### TASK OBJECTIVE
Continue the mailing-list message about a Checkpoint/Restore API for FUSE, starting right after its last line.

start GIVEN TEXT

Re: [RFC PATCH 0/9] fuse: API for Checkpoint/Restore

Aleksandr Mikhalitsyn <aleksandr.mikhalitsyn@xxxxxxxxxxxxx> · Mon, 6 Mar 2023 17:44:25 +0100

On Mon, Mar 6, 2023 at 5:15 PM Miklos Szeredi <miklos@xxxxxxxxxx> wrote:
>
> On Mon, 20 Feb 2023 at 20:38, Alexander Mikhalitsyn
> <aleksandr.mikhalitsyn@xxxxxxxxxxxxx> wrote:
> >
> > Hello everyone,
> >
> > It would be great to hear your comments regarding this proof-of-concept Checkpoint/Restore API for FUSE.
> >
> > Support of FUSE C/R is a challenging task for CRIU [1]. Last year I've given a brief talk on LPC 2022
> > about how we handle files C/R in CRIU and which blockers we have for FUSE filesystems. [2]
> >
> > The main problem for CRIU is that we have to restore mount namespaces and memory mappings before the process tree.
> > It means that when CRIU is performing mount of fuse filesystem it can't use the original FUSE daemon from the
> > restorable process tree, but instead use a "fake daemon".
> >
> > This leads to many other technical problems:
> > * "fake" daemon has to reply to FUSE_INIT request from the kernel and initialize fuse connection somehow.

end GIVEN TEXT
start RECORDED DATA

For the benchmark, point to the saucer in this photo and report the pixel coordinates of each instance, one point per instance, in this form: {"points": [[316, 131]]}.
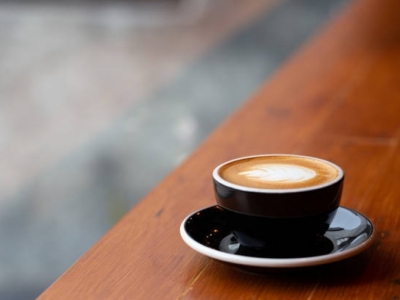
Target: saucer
{"points": [[206, 231]]}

end RECORDED DATA

### THE RESPONSE
> > This setup can be not consistent with the original daemon (protocol version, daemon capabilities/settings
> > like no_open, no_flush, readahead, and so on).
> > * each fuse request has a unique ID. It could confuse userspace if this unique ID sequence was reset.
> >
> > We can workaround some issues and implement fragile and limited support of FUSE in CRIU but it doesn't make any sense, IMHO.
> > Btw, I've enumerated only CRIU restore-stage problems there. The dump stage is another story...
> >
> > My proposal is not only about CRIU. The same interface can be useful for FUSE mounts recovery after daemon crashes.
> > LXC project uses LXCFS [3] as a procfs/cgroupfs/sysfs emulation layer for containers. We are using a scheme when
> > one LXCFS daemon handles all the work for all the containers and we use bindmounts to overmount particular
> > files/directories in procfs/cgroupfs/sysfs. If this single daemon crashes for some reason we are in trouble,
> > because we have to restart all the containers (fuse bindmounts become invalid after the crash).
> > The solution is fairly easy:
> > allow somehow to reinitialize the existing fuse connection and replace the daemon on the fly
> > This case is a little bit simpler than CRIU cause we don't need to care about the previously opened files
> > and other stuff, we are only interested in mounts.
> >
> > Current PoC implementation was developed and tested with this "recovery case".
> > Right now I only have LXCFS patched and have nothing for CRIU. But I wanted to discuss this idea before going forward with CRIU.
>

Hi Miklos,

> Apparently all of the added mechanisms (REINIT, BM_REVAL, conn_gen)
> are crash recovery related, and not useful for C/R.  Why is this being
> advertised as a precursor for CRIU support?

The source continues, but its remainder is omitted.